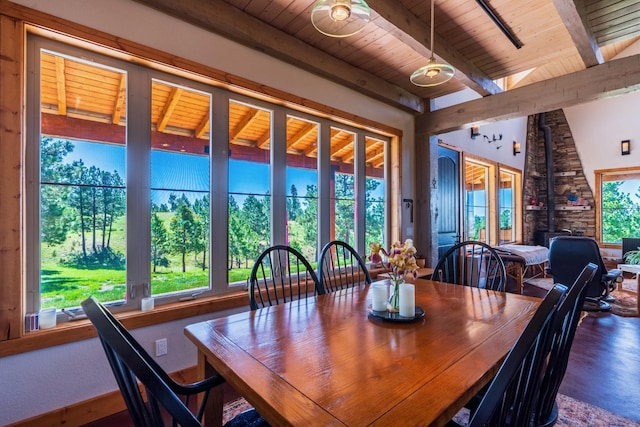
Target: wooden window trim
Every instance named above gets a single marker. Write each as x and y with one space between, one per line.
79 330
15 21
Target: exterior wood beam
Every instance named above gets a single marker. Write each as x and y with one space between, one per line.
203 125
612 78
302 134
61 86
228 21
120 99
405 26
243 124
169 106
11 170
574 17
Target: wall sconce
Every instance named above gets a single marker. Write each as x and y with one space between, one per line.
516 148
475 131
625 147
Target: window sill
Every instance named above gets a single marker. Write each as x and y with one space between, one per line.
78 330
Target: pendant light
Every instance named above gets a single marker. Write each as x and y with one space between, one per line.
433 73
340 18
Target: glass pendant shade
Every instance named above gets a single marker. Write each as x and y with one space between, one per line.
340 18
432 74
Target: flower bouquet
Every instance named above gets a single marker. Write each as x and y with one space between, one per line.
400 261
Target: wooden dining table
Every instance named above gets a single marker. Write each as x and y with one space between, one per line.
326 361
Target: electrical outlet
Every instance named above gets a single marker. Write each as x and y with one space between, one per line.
161 347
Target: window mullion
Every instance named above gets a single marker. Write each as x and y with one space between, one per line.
138 184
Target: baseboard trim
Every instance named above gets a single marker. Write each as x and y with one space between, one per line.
93 409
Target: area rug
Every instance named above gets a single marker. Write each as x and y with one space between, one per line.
571 413
625 303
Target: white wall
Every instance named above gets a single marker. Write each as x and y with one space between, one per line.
40 381
499 151
599 126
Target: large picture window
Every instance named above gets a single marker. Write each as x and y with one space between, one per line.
142 183
618 213
492 197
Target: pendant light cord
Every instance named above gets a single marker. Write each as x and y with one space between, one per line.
432 30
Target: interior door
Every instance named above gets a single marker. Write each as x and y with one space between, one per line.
448 199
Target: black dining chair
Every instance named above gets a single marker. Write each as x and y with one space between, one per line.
567 257
564 329
341 267
471 263
510 398
281 274
562 332
131 364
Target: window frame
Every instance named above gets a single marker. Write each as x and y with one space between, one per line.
140 122
600 175
492 188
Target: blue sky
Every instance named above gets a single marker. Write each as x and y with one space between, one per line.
187 172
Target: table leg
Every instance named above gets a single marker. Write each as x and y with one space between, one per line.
214 408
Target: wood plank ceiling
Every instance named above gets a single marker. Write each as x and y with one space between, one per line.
558 37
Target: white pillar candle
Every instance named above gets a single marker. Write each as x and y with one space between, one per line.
379 297
147 304
407 300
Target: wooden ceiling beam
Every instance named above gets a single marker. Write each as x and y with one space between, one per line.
408 28
228 21
573 15
612 78
61 85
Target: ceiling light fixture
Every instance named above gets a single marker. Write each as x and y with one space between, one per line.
433 73
340 18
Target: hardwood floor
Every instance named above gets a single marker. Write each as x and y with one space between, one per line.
603 370
604 364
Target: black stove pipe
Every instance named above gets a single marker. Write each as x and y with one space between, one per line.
548 153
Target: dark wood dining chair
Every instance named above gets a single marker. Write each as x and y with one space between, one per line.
564 329
281 274
472 263
510 398
131 363
341 267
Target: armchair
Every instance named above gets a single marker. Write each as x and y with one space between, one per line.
567 257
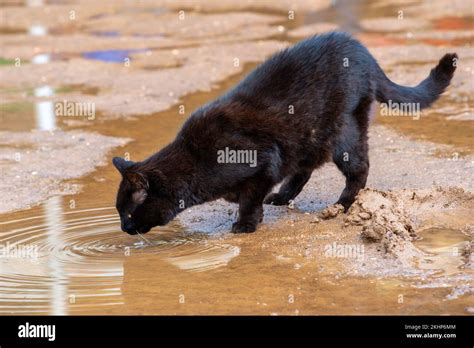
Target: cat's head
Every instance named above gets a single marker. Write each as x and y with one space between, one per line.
143 200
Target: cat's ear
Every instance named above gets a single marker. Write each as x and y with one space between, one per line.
139 196
137 179
121 164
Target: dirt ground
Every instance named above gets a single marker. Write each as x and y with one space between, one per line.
146 68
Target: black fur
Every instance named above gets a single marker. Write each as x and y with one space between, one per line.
329 81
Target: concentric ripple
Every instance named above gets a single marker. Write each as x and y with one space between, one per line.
59 262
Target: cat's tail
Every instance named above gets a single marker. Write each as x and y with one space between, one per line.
425 93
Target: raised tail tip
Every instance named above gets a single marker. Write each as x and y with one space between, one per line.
446 66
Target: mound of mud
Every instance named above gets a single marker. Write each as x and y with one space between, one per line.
391 218
384 220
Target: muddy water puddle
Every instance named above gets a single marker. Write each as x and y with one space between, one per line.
76 260
443 248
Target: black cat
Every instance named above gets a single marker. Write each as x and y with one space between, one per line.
304 106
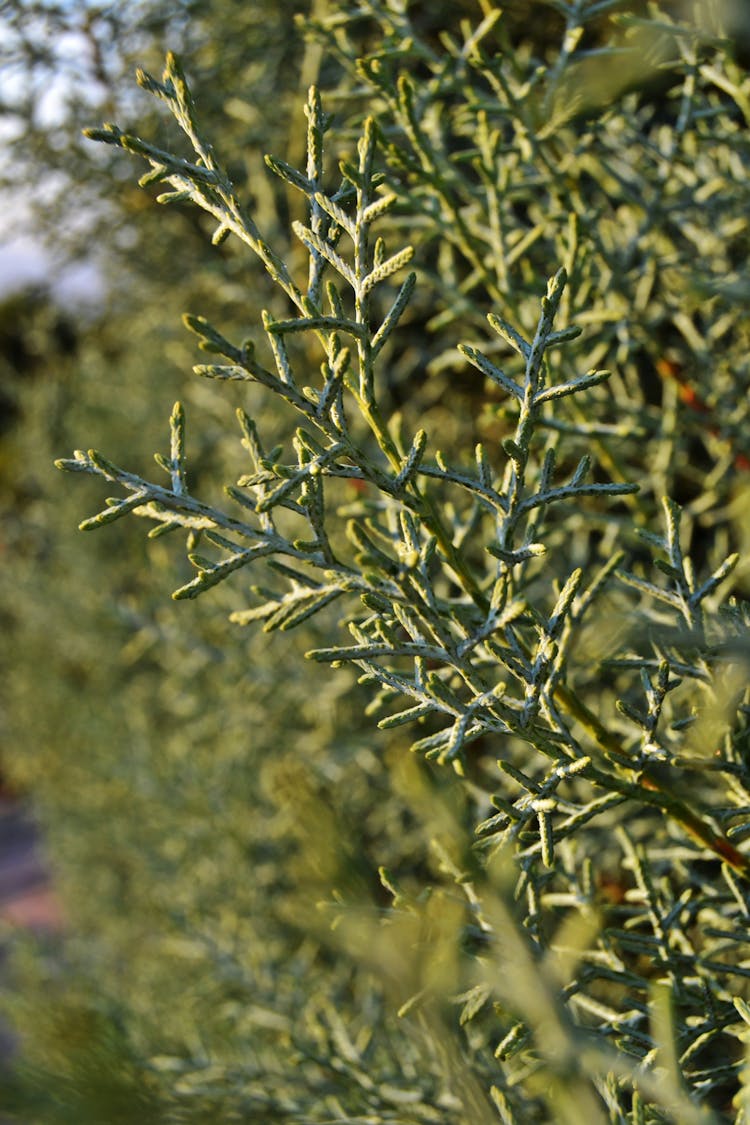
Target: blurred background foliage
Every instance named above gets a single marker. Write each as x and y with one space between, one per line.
198 799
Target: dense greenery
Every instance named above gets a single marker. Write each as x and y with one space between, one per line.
520 474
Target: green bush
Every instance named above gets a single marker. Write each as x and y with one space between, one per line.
508 493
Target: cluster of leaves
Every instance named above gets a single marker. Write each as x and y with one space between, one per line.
533 605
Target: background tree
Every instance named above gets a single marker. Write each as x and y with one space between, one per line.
192 828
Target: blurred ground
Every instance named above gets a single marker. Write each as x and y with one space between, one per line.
26 896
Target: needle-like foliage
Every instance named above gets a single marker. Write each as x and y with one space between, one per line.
538 605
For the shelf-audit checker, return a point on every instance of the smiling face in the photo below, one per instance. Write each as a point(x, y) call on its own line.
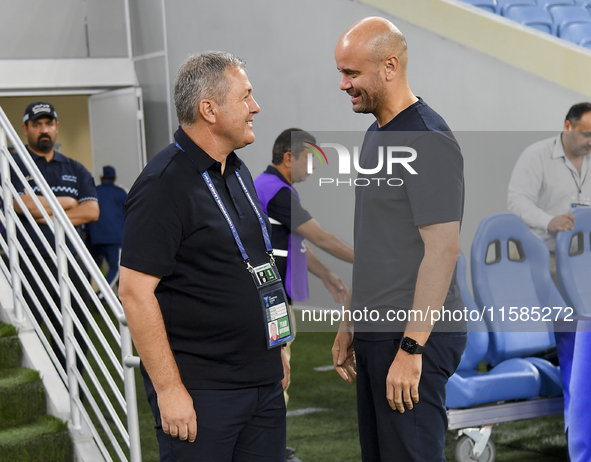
point(360, 77)
point(299, 166)
point(234, 118)
point(577, 136)
point(41, 134)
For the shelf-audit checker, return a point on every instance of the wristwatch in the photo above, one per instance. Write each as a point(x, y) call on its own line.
point(411, 346)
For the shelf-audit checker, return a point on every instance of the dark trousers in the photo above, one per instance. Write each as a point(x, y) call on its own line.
point(109, 252)
point(418, 435)
point(244, 425)
point(41, 279)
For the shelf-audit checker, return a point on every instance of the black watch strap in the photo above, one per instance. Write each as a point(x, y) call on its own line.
point(411, 346)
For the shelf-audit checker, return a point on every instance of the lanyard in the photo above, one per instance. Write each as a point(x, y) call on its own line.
point(222, 207)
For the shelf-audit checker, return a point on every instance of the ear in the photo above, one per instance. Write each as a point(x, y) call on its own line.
point(287, 159)
point(208, 110)
point(391, 66)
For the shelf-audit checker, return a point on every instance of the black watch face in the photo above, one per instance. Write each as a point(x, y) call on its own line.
point(409, 345)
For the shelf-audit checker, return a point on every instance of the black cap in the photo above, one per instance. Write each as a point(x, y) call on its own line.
point(39, 109)
point(108, 172)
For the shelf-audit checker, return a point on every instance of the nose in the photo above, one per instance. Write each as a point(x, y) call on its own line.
point(254, 107)
point(345, 82)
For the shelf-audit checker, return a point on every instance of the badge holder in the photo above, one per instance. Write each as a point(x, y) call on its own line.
point(274, 305)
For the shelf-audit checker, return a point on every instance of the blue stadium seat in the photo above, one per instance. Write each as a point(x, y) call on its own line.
point(488, 5)
point(579, 424)
point(502, 5)
point(512, 379)
point(579, 33)
point(565, 15)
point(573, 258)
point(511, 268)
point(532, 16)
point(547, 4)
point(583, 3)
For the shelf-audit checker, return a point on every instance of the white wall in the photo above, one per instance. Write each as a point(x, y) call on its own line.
point(40, 29)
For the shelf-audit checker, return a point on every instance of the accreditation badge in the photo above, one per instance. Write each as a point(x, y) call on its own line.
point(274, 304)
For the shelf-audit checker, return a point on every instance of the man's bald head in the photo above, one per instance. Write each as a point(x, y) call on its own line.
point(376, 38)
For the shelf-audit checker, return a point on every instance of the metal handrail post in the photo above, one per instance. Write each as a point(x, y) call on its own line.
point(68, 324)
point(10, 229)
point(133, 425)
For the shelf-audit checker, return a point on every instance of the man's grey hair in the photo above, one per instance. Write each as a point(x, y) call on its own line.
point(202, 76)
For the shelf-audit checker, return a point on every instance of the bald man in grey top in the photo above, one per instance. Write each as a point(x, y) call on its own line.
point(406, 250)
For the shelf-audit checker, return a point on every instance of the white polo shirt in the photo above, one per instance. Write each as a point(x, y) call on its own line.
point(545, 184)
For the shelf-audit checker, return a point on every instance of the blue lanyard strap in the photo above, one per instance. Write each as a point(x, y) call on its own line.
point(222, 207)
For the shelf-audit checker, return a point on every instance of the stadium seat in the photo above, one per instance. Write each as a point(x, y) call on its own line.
point(583, 3)
point(502, 5)
point(532, 16)
point(579, 424)
point(488, 5)
point(573, 260)
point(511, 269)
point(578, 33)
point(546, 4)
point(565, 15)
point(512, 379)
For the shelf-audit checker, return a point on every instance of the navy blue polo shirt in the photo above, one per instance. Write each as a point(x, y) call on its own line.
point(388, 245)
point(108, 229)
point(210, 306)
point(66, 177)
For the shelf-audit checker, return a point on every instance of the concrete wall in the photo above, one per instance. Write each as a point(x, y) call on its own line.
point(151, 66)
point(40, 29)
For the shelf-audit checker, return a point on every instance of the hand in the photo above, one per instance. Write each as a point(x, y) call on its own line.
point(336, 287)
point(402, 383)
point(343, 356)
point(67, 202)
point(562, 223)
point(286, 368)
point(178, 414)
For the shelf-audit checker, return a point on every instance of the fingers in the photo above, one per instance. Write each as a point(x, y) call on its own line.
point(193, 430)
point(184, 432)
point(402, 397)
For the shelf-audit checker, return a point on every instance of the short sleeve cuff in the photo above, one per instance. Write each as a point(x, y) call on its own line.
point(144, 266)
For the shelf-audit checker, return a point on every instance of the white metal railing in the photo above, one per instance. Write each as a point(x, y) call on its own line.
point(111, 394)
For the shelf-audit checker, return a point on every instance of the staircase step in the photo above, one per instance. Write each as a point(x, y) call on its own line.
point(10, 347)
point(45, 440)
point(22, 397)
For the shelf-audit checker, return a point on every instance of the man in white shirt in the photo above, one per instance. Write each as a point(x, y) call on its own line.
point(552, 175)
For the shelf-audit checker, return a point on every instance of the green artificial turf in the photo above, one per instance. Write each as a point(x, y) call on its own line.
point(45, 440)
point(22, 397)
point(332, 436)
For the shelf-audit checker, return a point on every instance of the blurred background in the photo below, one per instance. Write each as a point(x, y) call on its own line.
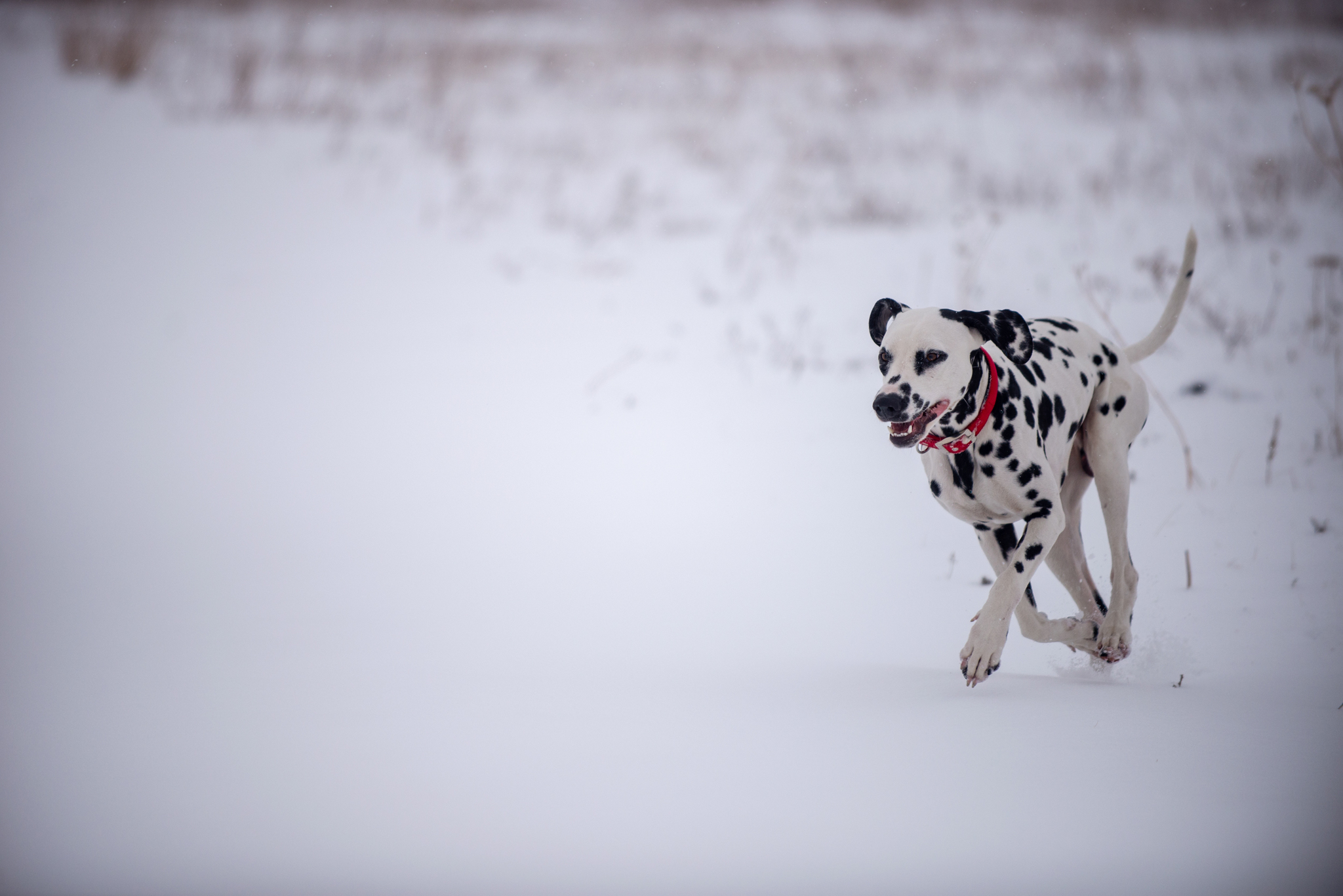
point(437, 452)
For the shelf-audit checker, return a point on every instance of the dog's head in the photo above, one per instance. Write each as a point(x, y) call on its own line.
point(929, 360)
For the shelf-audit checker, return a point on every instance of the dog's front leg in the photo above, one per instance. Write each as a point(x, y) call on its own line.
point(989, 633)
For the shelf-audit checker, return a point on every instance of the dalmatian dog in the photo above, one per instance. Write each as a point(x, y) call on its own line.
point(1014, 419)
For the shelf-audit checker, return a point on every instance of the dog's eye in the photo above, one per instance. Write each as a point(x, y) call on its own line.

* * * * * * *

Using the data above, extract exactly the lines from the one that holds "Target: black fur" to the one that holds "Target: mound of mud", both ends included, and no others.

Target: black fur
Every instance named above gets a single marker. Write each as x and y with one space between, one per line.
329 81
Target: concentric ripple
Every instance named above gets a single marker. Write each as x and y with one space between, one per line.
59 262
Target: cat's tail
Every instance named above gets a single marker. Write each as x and y with one space between, one per line.
425 93
Target: raised tail tip
Every instance named above gets a single marker. Write each as x and y with one space between, one per line.
446 66
Target: mound of mud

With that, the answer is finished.